(Questions de compréhension):
- A) Reproduisez fidèlement, dans l'extrait du document, tout le passage allant de « Quand on évoque » jusqu'à « de logements manquants? ».
- B) Indiquez si chacune des affirmations suivantes concorde avec l'extrait du document, en répondant par oui ou par non et en citant les mots du texte qui le montrent : (i) Jean-Paul Scheuren préside la CIGDL depuis 2012 ; (ii) selon Jean-Paul Scheuren, le nombre exact de petits logements manquants au Luxembourg est facile à établir ; (iii) selon les études, entre 4.000 et 6.500 logements devraient être construits chaque année au Luxembourg.
- C) D'après l'extrait du document, par qui les logements de type studio sont-ils généralement occupés ?

(Extrait du document):
__________________________________________________

Jean-Paul Scheuren est le président de la CIGDL depuis 2012. (Photo: Matic Zorman/Maison Moderne)

Jean-Paul Scheuren est le président de la CIGDL depuis 2012. (Photo: Matic Zorman/Maison Moderne)

Président de la Chambre immobilière du Grand-Duché de Luxembourg (CIGDL), Jean-Paul Scheuren jette un regard aiguisé sur la problématique du manque de logements de petite taille au Luxembourg. Pour lui, c’est la volonté politique qui manque pour en proposer plus, notamment en passant par la formule du coliving.

Quand on évoque le problème du manque de logements de petite taille, de quoi parle-t-on? Est-on capable d’objectiver le nombre de logements manquants?

- «On parle de logements de type studio, comptant une chambre, et généralement occupés par des jeunes ou des employés en mission ponctuelle au Luxembourg. Quant au nombre exact de logements de ce type manquants au Luxembourg, c’est extrêmement difficile à dire. Nous disposons surtout de chiffres sur le nombre de logements, tout court, qu’il faudrait construire pour absorber la demande (entre 4.000 et 6.500 logements, selon les études, devraient être construits chaque année au Luxembourg pour faire face à une demande croissante, ndlr).

__________________________________________________

Entrées de données extraites
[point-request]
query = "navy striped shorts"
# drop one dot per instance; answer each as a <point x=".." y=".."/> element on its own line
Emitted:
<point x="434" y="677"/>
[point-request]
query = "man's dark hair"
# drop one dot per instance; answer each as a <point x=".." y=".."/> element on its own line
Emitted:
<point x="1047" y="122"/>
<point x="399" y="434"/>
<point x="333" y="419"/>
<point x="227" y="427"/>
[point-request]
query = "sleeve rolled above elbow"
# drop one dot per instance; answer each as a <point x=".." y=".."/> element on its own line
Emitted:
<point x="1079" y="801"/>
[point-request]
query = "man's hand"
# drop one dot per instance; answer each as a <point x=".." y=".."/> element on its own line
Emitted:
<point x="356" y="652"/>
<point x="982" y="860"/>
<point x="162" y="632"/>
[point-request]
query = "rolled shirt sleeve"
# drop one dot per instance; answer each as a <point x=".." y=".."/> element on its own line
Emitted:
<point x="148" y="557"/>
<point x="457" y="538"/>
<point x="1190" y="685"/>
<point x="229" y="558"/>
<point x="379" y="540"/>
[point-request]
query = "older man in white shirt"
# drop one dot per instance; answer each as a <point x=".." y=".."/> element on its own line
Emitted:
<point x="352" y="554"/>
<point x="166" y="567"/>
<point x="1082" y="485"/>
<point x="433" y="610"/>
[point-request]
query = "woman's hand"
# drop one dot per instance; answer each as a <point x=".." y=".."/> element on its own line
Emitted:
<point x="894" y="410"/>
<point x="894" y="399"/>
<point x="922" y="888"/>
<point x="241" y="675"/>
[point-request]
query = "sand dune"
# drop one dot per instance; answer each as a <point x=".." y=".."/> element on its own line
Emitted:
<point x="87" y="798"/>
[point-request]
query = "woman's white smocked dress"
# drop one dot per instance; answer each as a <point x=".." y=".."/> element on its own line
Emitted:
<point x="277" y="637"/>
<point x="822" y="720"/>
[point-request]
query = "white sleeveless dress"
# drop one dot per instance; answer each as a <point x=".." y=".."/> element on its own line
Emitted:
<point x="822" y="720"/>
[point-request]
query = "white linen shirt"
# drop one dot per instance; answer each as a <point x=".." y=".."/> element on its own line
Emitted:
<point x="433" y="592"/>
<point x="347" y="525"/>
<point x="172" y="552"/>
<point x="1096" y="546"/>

__________________________________________________

(Réponses attendues):
- A)
Quand on évoque le problème du manque de logements de petite taille, de quoi parle-t-on? Est-on capable d’objectiver le nombre de logements manquants?

- B)
(i) Oui : « Jean-Paul Scheuren est le président de la CIGDL depuis 2012. »
(ii) Non : « Quant au nombre exact de logements de ce type manquants au Luxembourg, c’est extrêmement difficile à dire. »
(iii) Oui : « entre 4.000 et 6.500 logements, selon les études, devraient être construits chaque année au Luxembourg »

- C) Par des jeunes ou des employés en mission ponctuelle au Luxembourg.